TASK STATEMENT → Can you format every line of the material below as a JSON list of strings, one string per line, with blank lines skipped and the pictures left out?

RECORD LIST →
>> start
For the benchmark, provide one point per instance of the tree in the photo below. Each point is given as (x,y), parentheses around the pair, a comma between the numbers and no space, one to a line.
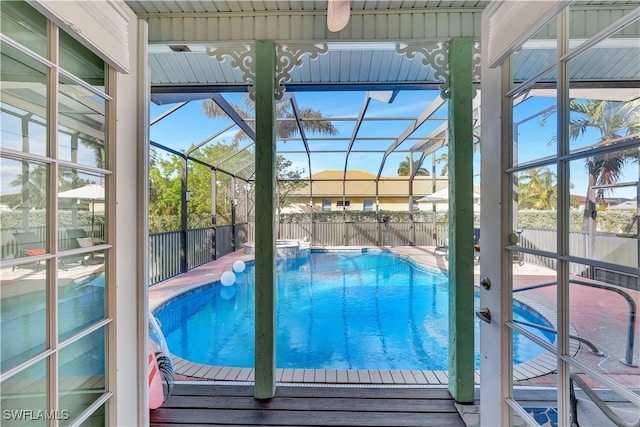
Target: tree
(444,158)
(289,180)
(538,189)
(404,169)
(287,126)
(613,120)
>> end
EXERCISE RESPONSE →
[
  "For the benchmark, provide one point per instance of the tree in the photo below. Each point is given as (x,y), parentheses around the pair, a comma between the numbers and no space, one to a line.",
  "Target: tree",
  "(444,158)",
  "(289,180)",
  "(538,189)",
  "(404,169)",
  "(287,126)",
  "(613,120)"
]